Task item. Say nothing but the number of lines below in which the string "background" appears.

Records excerpted from a collection.

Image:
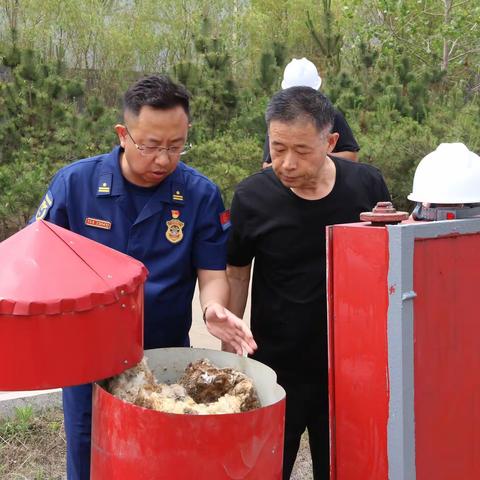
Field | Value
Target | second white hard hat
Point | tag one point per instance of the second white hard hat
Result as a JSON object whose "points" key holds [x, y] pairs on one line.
{"points": [[448, 175], [301, 72]]}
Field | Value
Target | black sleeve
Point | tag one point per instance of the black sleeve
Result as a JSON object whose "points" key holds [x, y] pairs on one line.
{"points": [[240, 243], [381, 190], [346, 140], [266, 151]]}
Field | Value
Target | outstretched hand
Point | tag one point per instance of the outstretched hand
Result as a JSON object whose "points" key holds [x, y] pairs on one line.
{"points": [[230, 329]]}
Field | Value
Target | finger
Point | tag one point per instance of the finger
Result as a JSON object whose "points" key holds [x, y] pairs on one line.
{"points": [[237, 347], [246, 335]]}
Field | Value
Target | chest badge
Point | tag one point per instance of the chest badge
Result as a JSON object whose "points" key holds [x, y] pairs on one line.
{"points": [[95, 222], [175, 226]]}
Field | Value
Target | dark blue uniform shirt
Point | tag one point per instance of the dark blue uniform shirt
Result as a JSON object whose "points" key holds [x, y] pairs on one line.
{"points": [[177, 232]]}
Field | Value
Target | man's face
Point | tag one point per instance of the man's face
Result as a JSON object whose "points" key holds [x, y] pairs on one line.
{"points": [[299, 152], [152, 128]]}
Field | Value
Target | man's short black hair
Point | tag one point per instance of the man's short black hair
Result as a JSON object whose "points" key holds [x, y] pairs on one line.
{"points": [[301, 103], [157, 91]]}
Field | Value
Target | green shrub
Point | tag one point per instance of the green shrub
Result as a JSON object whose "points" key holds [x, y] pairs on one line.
{"points": [[226, 161]]}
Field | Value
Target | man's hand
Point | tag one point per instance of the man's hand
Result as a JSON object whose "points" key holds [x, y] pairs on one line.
{"points": [[236, 337]]}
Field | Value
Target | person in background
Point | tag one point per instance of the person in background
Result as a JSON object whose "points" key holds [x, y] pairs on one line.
{"points": [[303, 73], [278, 218], [141, 200]]}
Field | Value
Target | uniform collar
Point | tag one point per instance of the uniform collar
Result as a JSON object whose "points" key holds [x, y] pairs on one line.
{"points": [[111, 181]]}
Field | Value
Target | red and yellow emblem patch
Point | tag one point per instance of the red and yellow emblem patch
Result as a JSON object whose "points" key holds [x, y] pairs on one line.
{"points": [[97, 223], [175, 226]]}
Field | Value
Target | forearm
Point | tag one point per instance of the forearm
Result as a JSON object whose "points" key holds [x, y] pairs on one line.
{"points": [[213, 286], [239, 280]]}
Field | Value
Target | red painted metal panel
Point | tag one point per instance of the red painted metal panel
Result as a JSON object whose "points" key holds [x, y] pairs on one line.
{"points": [[358, 304], [46, 351], [130, 442], [71, 309], [48, 270], [447, 357]]}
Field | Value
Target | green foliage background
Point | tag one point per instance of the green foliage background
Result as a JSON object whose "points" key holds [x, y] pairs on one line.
{"points": [[406, 75]]}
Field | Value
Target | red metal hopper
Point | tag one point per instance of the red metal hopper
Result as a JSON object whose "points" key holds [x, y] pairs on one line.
{"points": [[71, 309]]}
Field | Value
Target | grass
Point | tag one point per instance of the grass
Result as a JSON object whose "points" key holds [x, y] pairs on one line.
{"points": [[32, 445]]}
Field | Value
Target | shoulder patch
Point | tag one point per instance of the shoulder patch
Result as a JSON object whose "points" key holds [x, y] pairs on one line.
{"points": [[225, 219], [45, 206]]}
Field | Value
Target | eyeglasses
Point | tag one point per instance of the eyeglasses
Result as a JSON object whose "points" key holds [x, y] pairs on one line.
{"points": [[173, 152]]}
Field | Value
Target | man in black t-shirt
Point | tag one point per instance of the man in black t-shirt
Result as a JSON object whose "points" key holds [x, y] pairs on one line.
{"points": [[278, 218], [303, 73]]}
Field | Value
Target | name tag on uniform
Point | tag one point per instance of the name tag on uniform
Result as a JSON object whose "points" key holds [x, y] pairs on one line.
{"points": [[95, 222]]}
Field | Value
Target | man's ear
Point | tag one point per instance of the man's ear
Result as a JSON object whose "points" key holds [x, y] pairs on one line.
{"points": [[121, 133], [332, 141]]}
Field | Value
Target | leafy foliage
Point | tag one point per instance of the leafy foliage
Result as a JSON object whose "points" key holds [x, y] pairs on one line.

Written answer. 4